Your task: All of the data below must be repeated exactly.

-- Begin Information shown --

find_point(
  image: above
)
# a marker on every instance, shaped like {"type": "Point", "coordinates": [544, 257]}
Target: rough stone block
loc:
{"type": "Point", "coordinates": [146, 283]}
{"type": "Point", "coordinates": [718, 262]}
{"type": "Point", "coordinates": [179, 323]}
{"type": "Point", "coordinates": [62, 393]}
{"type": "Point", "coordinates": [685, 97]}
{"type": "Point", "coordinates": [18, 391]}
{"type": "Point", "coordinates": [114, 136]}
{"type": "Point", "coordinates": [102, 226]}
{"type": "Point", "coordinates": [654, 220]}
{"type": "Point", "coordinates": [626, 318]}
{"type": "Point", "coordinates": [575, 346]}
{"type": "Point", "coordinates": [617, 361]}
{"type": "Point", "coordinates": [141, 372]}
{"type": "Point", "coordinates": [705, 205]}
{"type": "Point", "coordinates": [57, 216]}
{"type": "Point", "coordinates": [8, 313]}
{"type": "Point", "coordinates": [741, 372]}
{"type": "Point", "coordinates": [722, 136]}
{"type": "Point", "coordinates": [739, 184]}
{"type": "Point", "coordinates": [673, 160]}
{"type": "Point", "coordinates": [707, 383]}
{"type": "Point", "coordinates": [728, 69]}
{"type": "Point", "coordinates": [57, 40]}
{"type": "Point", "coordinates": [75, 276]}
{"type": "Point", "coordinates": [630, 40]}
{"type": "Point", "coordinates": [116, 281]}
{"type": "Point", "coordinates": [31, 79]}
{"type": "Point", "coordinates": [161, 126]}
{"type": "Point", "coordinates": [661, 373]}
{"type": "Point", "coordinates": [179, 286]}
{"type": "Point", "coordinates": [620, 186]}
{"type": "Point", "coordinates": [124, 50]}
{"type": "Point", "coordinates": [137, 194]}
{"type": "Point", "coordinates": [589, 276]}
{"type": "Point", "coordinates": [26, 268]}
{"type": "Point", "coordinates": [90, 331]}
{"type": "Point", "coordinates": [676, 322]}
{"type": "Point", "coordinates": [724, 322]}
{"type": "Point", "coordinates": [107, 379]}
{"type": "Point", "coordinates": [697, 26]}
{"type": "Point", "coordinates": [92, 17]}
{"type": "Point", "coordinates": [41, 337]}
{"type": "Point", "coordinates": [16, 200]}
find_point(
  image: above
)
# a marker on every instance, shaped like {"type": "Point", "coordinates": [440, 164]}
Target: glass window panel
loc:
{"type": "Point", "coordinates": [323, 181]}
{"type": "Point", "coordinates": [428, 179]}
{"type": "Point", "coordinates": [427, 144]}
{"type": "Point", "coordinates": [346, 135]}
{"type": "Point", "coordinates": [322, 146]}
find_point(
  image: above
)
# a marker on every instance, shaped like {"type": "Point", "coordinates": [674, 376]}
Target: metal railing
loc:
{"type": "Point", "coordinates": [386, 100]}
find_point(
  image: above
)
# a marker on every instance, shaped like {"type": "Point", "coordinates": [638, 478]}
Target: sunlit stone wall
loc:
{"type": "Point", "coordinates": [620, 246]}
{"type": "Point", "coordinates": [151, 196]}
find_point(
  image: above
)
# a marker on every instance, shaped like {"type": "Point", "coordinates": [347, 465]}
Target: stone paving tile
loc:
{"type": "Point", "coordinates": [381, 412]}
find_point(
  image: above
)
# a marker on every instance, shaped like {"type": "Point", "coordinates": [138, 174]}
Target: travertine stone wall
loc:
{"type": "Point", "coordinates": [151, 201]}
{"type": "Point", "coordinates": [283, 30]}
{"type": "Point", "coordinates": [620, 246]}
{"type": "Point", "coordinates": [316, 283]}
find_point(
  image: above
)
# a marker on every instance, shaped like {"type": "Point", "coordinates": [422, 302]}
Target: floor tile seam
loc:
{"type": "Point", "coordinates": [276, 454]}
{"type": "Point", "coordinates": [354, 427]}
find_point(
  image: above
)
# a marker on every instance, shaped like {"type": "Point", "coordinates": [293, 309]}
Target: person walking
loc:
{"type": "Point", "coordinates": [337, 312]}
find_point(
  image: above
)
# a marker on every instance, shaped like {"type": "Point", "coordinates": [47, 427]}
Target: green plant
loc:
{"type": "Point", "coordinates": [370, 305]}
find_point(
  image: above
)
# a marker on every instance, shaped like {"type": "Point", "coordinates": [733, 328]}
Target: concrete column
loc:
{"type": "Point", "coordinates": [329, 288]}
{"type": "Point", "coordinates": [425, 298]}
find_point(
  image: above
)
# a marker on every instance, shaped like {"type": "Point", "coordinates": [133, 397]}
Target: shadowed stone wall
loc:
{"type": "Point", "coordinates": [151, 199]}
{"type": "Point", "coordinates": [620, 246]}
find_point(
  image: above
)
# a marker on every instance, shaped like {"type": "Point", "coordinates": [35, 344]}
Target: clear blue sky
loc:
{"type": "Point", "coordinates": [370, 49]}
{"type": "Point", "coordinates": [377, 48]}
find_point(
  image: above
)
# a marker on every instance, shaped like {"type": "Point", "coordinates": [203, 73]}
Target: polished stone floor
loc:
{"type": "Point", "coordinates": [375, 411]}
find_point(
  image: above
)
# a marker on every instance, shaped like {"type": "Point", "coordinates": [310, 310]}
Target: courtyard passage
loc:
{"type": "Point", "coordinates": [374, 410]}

-- End Information shown --

Response to the task:
find_point(
  image: above
)
# a marker on every instance, shaped like {"type": "Point", "coordinates": [544, 257]}
Target: rough stone block
loc:
{"type": "Point", "coordinates": [146, 283]}
{"type": "Point", "coordinates": [718, 262]}
{"type": "Point", "coordinates": [179, 323]}
{"type": "Point", "coordinates": [62, 393]}
{"type": "Point", "coordinates": [685, 97]}
{"type": "Point", "coordinates": [18, 391]}
{"type": "Point", "coordinates": [114, 136]}
{"type": "Point", "coordinates": [102, 226]}
{"type": "Point", "coordinates": [654, 220]}
{"type": "Point", "coordinates": [626, 318]}
{"type": "Point", "coordinates": [575, 346]}
{"type": "Point", "coordinates": [617, 361]}
{"type": "Point", "coordinates": [141, 372]}
{"type": "Point", "coordinates": [705, 205]}
{"type": "Point", "coordinates": [57, 216]}
{"type": "Point", "coordinates": [8, 313]}
{"type": "Point", "coordinates": [741, 372]}
{"type": "Point", "coordinates": [722, 136]}
{"type": "Point", "coordinates": [739, 184]}
{"type": "Point", "coordinates": [673, 160]}
{"type": "Point", "coordinates": [707, 383]}
{"type": "Point", "coordinates": [728, 69]}
{"type": "Point", "coordinates": [57, 40]}
{"type": "Point", "coordinates": [75, 276]}
{"type": "Point", "coordinates": [630, 40]}
{"type": "Point", "coordinates": [116, 281]}
{"type": "Point", "coordinates": [31, 79]}
{"type": "Point", "coordinates": [161, 126]}
{"type": "Point", "coordinates": [661, 373]}
{"type": "Point", "coordinates": [179, 286]}
{"type": "Point", "coordinates": [620, 186]}
{"type": "Point", "coordinates": [124, 50]}
{"type": "Point", "coordinates": [137, 194]}
{"type": "Point", "coordinates": [589, 276]}
{"type": "Point", "coordinates": [26, 268]}
{"type": "Point", "coordinates": [90, 331]}
{"type": "Point", "coordinates": [676, 322]}
{"type": "Point", "coordinates": [724, 322]}
{"type": "Point", "coordinates": [107, 379]}
{"type": "Point", "coordinates": [697, 26]}
{"type": "Point", "coordinates": [92, 17]}
{"type": "Point", "coordinates": [41, 337]}
{"type": "Point", "coordinates": [16, 200]}
find_point(
  image: above
)
# a marker on every instance, shaped like {"type": "Point", "coordinates": [440, 164]}
Target: glass window panel
loc:
{"type": "Point", "coordinates": [323, 181]}
{"type": "Point", "coordinates": [428, 179]}
{"type": "Point", "coordinates": [427, 144]}
{"type": "Point", "coordinates": [346, 135]}
{"type": "Point", "coordinates": [322, 146]}
find_point(
  image: above
)
# a marker on every instance, shaped like {"type": "Point", "coordinates": [674, 376]}
Target: metal railing
loc:
{"type": "Point", "coordinates": [386, 100]}
find_point(
  image: above
)
# a marker on every instance, shaped like {"type": "Point", "coordinates": [638, 478]}
Target: sunlit stone wall
loc:
{"type": "Point", "coordinates": [620, 246]}
{"type": "Point", "coordinates": [151, 196]}
find_point(
  image: above
)
# a marker on every instance, shaped like {"type": "Point", "coordinates": [347, 465]}
Target: stone paving tile
loc:
{"type": "Point", "coordinates": [381, 412]}
find_point(
  image: above
)
# a marker on every instance, shaped like {"type": "Point", "coordinates": [138, 174]}
Target: travertine stone wall
loc:
{"type": "Point", "coordinates": [151, 201]}
{"type": "Point", "coordinates": [283, 30]}
{"type": "Point", "coordinates": [620, 246]}
{"type": "Point", "coordinates": [316, 283]}
find_point(
  image: above
)
# a marker on every instance, shaped like {"type": "Point", "coordinates": [422, 302]}
Target: floor tile seam
loc:
{"type": "Point", "coordinates": [276, 454]}
{"type": "Point", "coordinates": [354, 427]}
find_point(
  image: above
)
# a marker on every instance, shaped like {"type": "Point", "coordinates": [293, 309]}
Target: person walking
loc:
{"type": "Point", "coordinates": [337, 312]}
find_point(
  image: above
)
# a marker on every instance, shaped like {"type": "Point", "coordinates": [47, 427]}
Target: green plant
loc:
{"type": "Point", "coordinates": [370, 305]}
find_point(
  image: above
)
# a marker on every instance, shaped like {"type": "Point", "coordinates": [733, 328]}
Target: concrete column
loc:
{"type": "Point", "coordinates": [329, 288]}
{"type": "Point", "coordinates": [425, 298]}
find_point(
  image: above
)
# a marker on every instance, shaped like {"type": "Point", "coordinates": [133, 397]}
Target: shadowed stone wall
loc:
{"type": "Point", "coordinates": [151, 199]}
{"type": "Point", "coordinates": [620, 246]}
find_point(
  image: above
)
# a marker on every instance, shaped like {"type": "Point", "coordinates": [35, 344]}
Target: clear blue sky
loc:
{"type": "Point", "coordinates": [370, 49]}
{"type": "Point", "coordinates": [377, 48]}
find_point(
  image: above
)
# a marker on every instance, shaped like {"type": "Point", "coordinates": [203, 73]}
Target: polished stone floor
loc:
{"type": "Point", "coordinates": [375, 411]}
find_point(
  image: above
)
# a marker on every instance, shaped like {"type": "Point", "coordinates": [310, 310]}
Target: courtyard passage
loc:
{"type": "Point", "coordinates": [374, 410]}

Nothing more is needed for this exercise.